▶ **THE PROBLEM**: Exactly the lines from the line containing "Where can you find the bokeh" through the last line of the entries below should appear in the answer, reproduced verbatim.

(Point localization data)

----

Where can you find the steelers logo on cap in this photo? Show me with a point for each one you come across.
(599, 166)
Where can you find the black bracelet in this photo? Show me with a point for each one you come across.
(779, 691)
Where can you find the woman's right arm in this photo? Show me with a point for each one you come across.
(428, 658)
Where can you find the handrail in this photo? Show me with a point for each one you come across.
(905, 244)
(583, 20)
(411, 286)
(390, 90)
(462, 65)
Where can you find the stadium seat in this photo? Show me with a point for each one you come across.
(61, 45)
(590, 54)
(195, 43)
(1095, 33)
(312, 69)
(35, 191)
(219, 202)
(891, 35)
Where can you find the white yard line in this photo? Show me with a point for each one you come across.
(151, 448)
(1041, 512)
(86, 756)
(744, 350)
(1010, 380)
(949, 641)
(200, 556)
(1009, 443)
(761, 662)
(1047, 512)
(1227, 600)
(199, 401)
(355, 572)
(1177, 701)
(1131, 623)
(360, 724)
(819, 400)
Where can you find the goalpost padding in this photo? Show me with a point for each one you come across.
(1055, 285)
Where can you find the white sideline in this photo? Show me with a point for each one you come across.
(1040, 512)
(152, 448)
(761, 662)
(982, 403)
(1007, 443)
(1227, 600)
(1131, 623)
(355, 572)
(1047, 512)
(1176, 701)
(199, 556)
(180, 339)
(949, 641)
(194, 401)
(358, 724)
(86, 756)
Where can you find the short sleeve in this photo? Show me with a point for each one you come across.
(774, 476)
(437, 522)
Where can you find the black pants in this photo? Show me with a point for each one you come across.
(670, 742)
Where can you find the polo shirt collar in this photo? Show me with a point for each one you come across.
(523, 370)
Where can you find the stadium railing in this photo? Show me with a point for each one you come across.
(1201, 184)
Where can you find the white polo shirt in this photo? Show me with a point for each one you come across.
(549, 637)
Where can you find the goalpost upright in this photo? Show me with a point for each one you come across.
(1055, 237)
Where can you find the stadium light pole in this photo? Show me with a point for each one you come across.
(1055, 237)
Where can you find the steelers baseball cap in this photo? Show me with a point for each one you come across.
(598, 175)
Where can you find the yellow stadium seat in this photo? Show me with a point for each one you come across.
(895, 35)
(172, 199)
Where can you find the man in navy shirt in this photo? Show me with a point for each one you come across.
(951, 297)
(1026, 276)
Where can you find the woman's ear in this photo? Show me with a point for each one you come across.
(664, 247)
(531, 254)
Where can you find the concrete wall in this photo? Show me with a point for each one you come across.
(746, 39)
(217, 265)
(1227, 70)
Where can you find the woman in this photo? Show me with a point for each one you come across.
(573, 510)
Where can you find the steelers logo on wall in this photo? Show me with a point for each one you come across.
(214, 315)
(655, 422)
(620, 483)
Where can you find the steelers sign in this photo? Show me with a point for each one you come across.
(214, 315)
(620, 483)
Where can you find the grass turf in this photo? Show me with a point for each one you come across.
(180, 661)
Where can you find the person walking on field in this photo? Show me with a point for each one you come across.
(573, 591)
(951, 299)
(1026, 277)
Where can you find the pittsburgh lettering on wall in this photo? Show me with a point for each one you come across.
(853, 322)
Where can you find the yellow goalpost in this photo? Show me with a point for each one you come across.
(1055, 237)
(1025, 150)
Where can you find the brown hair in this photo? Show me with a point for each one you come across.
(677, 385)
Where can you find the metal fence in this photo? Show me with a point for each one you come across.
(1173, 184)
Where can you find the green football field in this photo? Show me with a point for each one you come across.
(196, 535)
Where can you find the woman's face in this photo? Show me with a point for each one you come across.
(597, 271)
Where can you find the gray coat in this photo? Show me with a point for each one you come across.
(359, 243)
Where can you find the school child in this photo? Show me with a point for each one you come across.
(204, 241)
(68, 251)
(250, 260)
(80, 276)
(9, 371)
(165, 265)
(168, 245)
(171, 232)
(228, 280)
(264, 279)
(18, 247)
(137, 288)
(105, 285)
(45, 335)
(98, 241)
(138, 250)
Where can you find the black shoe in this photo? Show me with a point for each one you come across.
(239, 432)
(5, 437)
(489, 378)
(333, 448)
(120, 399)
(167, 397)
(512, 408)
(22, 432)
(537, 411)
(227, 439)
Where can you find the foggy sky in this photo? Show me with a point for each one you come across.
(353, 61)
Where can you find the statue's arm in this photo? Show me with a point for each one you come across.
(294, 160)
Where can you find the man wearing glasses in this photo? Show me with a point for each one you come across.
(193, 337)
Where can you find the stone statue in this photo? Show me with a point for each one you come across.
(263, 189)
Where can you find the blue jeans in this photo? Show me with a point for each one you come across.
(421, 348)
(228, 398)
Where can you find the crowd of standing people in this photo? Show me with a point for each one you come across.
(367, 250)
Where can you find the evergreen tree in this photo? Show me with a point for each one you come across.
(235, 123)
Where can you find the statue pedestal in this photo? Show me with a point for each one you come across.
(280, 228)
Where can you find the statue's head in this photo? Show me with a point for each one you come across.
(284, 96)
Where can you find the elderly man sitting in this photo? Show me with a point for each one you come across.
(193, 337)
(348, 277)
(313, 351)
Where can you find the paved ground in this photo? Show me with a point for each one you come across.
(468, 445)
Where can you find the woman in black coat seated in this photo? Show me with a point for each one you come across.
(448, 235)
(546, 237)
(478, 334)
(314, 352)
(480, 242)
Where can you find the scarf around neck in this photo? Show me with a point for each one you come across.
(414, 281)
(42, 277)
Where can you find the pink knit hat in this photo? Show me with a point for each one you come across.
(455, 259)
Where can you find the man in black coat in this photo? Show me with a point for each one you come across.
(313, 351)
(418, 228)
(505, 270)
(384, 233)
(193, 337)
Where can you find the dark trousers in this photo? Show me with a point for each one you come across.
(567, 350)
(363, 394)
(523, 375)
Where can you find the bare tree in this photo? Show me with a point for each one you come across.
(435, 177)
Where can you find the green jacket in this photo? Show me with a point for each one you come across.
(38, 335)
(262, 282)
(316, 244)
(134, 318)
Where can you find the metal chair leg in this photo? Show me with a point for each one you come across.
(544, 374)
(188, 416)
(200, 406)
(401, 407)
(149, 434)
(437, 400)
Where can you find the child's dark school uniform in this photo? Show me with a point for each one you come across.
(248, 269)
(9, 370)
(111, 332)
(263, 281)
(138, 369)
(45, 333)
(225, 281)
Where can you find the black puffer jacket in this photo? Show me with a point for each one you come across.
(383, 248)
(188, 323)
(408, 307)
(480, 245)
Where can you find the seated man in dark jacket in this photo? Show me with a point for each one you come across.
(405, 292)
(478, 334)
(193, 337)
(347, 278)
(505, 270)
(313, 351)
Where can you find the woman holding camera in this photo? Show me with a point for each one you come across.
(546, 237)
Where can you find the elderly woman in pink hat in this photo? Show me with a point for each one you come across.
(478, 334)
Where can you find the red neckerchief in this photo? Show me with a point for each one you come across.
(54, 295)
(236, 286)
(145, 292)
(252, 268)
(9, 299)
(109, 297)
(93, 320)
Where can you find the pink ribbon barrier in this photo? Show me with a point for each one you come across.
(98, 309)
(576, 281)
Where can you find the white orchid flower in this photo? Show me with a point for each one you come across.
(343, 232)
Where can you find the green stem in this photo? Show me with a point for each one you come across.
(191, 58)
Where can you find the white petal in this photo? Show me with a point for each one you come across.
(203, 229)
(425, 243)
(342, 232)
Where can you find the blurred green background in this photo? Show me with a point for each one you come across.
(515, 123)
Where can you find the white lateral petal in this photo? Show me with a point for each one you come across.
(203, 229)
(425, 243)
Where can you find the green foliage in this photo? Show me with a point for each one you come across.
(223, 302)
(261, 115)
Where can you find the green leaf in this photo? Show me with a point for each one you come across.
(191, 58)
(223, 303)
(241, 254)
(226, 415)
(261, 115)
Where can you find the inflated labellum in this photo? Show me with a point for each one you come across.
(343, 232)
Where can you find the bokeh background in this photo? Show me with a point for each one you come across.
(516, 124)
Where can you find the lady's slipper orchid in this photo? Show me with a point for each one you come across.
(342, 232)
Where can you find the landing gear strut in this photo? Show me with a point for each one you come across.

----

▶ **THE ANSWER**:
Where can you find the bokeh background in this photo? Show me with a point for each one you come across.
(516, 124)
Where can you find the lady's slipper orchid in this photo? Show me with a point for each one you come across.
(342, 232)
Where can you find the landing gear strut in this photo? Show me with a point for each one you come across.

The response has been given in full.